Sunting bagian yang dimulai dari baris berisi "Would you mind tagging the water" sampai baris berisi "Target: man in water": ganti "Target" dengan "Object" dan biarkan yang lain tetap sama. Tulis ulang bagian itu saja.

(Item yang tercantum dalam kumpulan data)
----

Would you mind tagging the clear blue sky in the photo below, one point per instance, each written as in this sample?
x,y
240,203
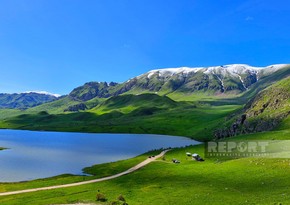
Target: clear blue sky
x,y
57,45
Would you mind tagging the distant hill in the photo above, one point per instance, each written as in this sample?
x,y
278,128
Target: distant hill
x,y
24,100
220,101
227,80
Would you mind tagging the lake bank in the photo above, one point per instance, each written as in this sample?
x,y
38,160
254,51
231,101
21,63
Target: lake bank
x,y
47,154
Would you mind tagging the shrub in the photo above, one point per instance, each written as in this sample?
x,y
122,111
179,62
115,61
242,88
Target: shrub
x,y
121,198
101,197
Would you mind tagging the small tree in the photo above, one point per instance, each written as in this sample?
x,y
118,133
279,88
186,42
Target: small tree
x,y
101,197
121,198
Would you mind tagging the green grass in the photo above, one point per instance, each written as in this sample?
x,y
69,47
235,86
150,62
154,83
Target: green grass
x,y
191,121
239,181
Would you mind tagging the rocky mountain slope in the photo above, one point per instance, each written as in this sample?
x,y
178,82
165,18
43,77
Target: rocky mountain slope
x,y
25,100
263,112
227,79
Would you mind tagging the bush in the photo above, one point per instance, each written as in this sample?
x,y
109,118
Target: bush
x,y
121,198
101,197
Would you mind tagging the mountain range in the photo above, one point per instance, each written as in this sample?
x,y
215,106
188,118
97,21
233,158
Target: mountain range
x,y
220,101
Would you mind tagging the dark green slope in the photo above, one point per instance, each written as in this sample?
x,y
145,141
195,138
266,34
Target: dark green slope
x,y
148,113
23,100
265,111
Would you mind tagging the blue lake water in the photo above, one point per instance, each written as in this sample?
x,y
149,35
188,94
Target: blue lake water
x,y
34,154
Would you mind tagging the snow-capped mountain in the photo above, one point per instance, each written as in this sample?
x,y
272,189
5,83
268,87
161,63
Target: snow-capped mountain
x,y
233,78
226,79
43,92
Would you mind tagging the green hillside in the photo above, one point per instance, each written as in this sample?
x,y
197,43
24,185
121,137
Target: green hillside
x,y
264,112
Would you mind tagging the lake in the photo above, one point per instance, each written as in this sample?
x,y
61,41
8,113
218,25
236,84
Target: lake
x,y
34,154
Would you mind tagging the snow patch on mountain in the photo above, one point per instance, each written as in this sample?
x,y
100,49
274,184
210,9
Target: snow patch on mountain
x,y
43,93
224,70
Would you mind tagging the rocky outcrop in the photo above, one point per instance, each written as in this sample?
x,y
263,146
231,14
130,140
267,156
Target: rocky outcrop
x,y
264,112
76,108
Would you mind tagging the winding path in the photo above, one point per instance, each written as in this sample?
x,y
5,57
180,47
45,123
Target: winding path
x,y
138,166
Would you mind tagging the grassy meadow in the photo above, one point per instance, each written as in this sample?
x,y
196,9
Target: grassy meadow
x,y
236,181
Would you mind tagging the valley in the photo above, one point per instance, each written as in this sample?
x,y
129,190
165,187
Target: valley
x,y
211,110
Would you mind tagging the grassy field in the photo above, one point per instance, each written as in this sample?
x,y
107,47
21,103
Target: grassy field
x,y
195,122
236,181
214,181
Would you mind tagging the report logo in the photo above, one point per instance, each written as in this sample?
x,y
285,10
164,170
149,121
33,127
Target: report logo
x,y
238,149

----

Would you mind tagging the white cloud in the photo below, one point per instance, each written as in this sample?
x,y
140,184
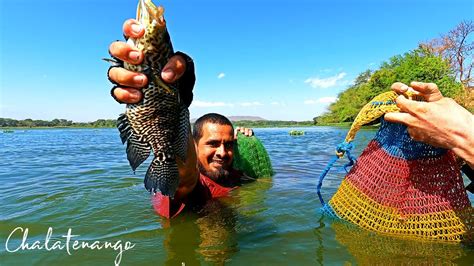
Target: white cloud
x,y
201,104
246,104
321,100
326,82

----

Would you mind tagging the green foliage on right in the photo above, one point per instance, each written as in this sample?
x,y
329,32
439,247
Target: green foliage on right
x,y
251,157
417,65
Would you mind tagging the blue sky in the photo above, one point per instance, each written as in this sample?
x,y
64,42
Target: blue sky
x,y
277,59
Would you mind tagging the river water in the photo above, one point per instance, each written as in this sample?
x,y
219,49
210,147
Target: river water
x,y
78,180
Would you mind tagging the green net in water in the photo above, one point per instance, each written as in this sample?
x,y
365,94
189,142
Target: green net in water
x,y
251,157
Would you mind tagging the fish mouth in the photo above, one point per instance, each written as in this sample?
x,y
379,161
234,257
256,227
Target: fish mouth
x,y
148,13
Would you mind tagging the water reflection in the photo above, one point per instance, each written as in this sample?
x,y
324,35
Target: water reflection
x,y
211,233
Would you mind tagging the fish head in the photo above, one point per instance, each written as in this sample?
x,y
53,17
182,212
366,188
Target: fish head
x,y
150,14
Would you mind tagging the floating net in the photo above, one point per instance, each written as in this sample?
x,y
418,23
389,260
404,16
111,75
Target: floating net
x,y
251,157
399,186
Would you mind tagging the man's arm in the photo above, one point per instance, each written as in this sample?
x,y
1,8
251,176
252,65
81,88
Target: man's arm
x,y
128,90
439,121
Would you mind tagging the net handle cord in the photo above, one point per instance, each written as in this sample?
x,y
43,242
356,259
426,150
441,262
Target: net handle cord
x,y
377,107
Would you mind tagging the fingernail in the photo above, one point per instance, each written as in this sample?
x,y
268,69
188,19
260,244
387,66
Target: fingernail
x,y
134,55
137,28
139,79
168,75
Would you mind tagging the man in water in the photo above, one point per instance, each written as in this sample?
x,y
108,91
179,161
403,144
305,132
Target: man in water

----

• _JAWABAN TERTULIS_:
Would you mind tagging the water reflection in the photo above, one point per instance, each written as in this sample?
x,y
324,35
Object: water reflection
x,y
211,233
Would you mind tagging the fish head in the photo above, one point per instance, each written as in this sample?
x,y
53,17
182,212
366,188
Object: fish head
x,y
150,14
Would you mind tagging the floating net in the photo above, one point per instance, each written as in this sample?
x,y
418,23
389,260
404,16
111,75
Object: floating net
x,y
251,157
399,186
Would you mind tagging the man's arm in the photo above, one point per instance, each written as in this sample?
x,y
1,8
251,176
252,65
81,88
Object: man's arm
x,y
128,90
439,121
Would you mind tagging the net handle cord in the photo above, one point per instance, each written as in this sample?
x,y
43,242
356,259
426,150
441,262
Object: net handle cord
x,y
377,107
Would you mind tagging the fingernail in the photo above, one point per instance, each written as in this sample?
x,y
268,69
188,19
260,244
387,66
Object: fingernail
x,y
134,55
137,28
139,79
168,75
Would you mind tagging the man in water in the photo above, one point per instance, each written as in this sample?
x,y
108,91
179,161
403,144
305,132
Object: man in water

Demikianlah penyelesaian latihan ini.